Brief:
Return each line of the material below that contains the string "Target". Case counts.

Raw records
◇ ◇ ◇ ◇ ◇ ◇ ◇
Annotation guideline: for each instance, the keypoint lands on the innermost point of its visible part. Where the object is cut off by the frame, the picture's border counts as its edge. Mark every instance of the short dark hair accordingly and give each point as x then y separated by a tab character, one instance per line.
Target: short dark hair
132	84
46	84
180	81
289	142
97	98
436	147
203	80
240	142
◇ ◇ ◇ ◇ ◇ ◇ ◇
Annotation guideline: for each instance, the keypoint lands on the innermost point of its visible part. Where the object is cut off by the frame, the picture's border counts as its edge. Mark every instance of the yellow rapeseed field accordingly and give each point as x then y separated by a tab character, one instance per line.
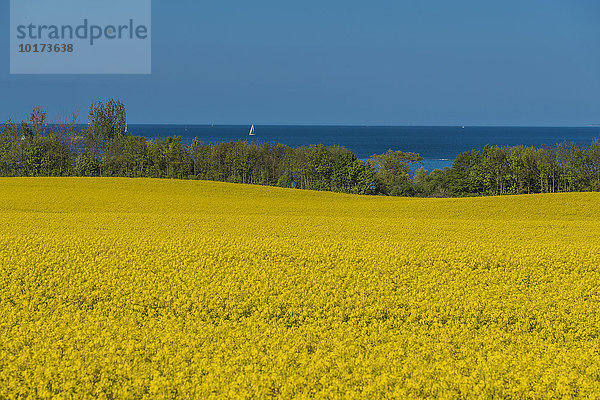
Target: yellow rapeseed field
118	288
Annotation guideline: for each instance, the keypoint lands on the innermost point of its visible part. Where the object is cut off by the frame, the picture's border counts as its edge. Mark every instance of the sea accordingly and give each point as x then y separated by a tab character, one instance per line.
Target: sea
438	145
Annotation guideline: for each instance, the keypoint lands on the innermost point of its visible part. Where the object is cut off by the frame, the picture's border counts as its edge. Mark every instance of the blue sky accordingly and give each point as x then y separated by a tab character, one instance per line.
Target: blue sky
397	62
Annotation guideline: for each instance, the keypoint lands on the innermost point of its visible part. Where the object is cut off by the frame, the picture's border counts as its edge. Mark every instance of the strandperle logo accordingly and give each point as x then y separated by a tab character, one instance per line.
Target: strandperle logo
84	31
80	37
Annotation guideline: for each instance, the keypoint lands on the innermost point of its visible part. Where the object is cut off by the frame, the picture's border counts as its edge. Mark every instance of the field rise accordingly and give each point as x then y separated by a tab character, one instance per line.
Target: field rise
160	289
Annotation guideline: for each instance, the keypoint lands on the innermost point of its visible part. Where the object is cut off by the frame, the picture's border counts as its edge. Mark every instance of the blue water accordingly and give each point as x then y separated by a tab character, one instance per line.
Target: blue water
◇ ◇ ◇ ◇ ◇ ◇ ◇
The answer:
Target: short dark hair
Target: yellow rapeseed field
Target: sea
Target: blue sky
Target: strandperle logo
Target: field rise
Target: blue water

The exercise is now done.